Enunciado escrito a:
Responde a partir del fragmento sobre el «iliberalismo» en Europa:
(i) ¿Qué valores considerados universales lleva Europa en sí misma?
(ii) ¿Qué declaró el político portugués que dirige la ONU como principal amenaza actual?
(iii) ¿Qué elecciones permitirán medir el aumento del sentimiento iliberal?

Fragmento de lectura:
################
El «iliberalismo», sin más proyecto que el de excluir, rompe también con otra gran tradición europea, la del universalismo. Los europeos siempre han mirado el mundo que los rodea con el fin de evangelizarlo y colonizarlo. Esta relación con el mundo se ha transformado, desde hace cincuenta años, en un mensaje humanista: Europa lleva en sí misma valores que consideramos universales, los derechos humanos y la democracia. ¿Pero sigue siendo así? ¿Quién denuncia en Europa el encarcelamiento de un millón de uigures en China o la masacre diaria de civiles sirios por parte de Bashar al Assad, el verdugo de Damasco? Los iliberales que ahora colonizan los medios de comunicación, razonando como Putin, Trump y Xi Jinping, consideran que cualquiera puede asesinar en su casa impunemente. Pero entonces, ¿qué es Europa? ¿Cerramos el Tribunal Europeo de Derechos Humanos? ¿Disolvemos el Tribunal de La Haya, que se supone debe juzgar los crímenes de lesa humanidad? ¿Y la ONU, para qué sirve? Está dirigida por un político portugués que acaba de declarar que la principal amenaza actual es la disminución de la biodiversidad; ¿qué piensan al respecto los sirios? El progreso del «iliberalismo» lo es también de la estupidez.

Para aquellos que creyeron que Europa ya estaba conquistada, debemos reconocer que hay algo nuevo en Occidente, y que es preocupante. Las elecciones al Parlamento Europeo permitirán medir el aumento de este sentimiento iliberal, más significativo, en mi opinión, que la división entre derecha e izquierda.
################
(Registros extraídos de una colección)
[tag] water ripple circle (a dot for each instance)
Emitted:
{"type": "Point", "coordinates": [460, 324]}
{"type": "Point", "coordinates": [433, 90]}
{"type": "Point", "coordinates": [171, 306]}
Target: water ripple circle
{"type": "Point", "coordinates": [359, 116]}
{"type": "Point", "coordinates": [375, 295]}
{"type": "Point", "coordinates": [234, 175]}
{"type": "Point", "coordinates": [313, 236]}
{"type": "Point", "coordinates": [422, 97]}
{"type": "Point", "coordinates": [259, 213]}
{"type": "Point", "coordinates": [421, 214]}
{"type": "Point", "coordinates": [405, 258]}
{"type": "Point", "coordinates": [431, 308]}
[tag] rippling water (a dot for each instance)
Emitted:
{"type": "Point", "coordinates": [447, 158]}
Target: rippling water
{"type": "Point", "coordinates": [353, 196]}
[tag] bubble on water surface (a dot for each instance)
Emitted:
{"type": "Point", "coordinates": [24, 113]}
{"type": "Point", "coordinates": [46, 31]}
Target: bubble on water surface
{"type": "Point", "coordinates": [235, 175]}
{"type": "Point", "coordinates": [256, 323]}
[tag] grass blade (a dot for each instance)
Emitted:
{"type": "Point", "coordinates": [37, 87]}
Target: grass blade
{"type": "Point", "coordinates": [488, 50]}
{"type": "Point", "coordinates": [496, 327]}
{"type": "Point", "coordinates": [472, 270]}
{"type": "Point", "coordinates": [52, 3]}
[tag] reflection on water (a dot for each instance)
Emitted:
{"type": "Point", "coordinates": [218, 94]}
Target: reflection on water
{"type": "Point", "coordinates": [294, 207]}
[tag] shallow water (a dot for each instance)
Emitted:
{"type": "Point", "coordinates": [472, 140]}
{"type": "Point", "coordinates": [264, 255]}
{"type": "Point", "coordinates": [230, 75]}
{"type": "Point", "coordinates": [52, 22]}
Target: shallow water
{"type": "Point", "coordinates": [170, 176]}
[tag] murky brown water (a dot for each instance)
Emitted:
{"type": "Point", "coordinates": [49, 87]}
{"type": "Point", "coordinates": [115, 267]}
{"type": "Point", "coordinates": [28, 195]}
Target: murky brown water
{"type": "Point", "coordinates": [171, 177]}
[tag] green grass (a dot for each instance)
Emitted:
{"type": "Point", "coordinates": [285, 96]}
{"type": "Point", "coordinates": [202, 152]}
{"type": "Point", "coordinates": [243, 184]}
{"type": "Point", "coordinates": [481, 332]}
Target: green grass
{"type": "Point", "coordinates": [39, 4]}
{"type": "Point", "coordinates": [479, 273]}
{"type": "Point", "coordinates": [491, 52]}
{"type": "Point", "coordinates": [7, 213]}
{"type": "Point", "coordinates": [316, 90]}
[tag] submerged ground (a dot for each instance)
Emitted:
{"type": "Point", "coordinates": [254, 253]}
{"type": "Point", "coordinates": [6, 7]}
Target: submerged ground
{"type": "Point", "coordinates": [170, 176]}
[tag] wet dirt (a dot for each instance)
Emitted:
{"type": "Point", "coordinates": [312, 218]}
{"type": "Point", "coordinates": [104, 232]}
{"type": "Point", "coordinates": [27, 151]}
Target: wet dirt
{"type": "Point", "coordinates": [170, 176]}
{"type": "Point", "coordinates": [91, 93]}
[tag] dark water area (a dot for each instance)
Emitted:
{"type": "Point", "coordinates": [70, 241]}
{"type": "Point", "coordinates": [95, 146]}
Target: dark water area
################
Enunciado escrito b: Vuelca en una tabla Markdown todo el listado desde la línea que contiene «[tag] dark water» hasta el final, ambos extremos incluidos, con las columnas «N.º» y «Línea del listado». Omite las líneas en blanco.

Resultado del ejercicio a:
(i) Los derechos humanos y la democracia.
(ii) La disminución de la biodiversidad.
(iii) Las elecciones al Parlamento Europeo.

Resultado del ejercicio b:
| N.º | Línea del listado |
|---|---|
| 1 | [tag] dark water area (a dot for each instance) |
| 2 | Emitted: |
| 3 | {"type": "Point", "coordinates": [70, 241]} |
| 4 | {"type": "Point", "coordinates": [95, 146]} |
| 5 | Target: dark water area |